_What to work on_
Copy out every line of the data where the word "bounding" is found.

------------------------

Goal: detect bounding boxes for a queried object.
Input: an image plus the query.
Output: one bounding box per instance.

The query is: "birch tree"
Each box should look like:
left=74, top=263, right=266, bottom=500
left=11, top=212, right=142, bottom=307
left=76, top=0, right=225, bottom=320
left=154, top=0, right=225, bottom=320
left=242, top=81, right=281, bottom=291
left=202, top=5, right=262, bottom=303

------------------------

_Expected answer_
Goal: detect bounding boxes for a queried object.
Output: one bounding box per instance.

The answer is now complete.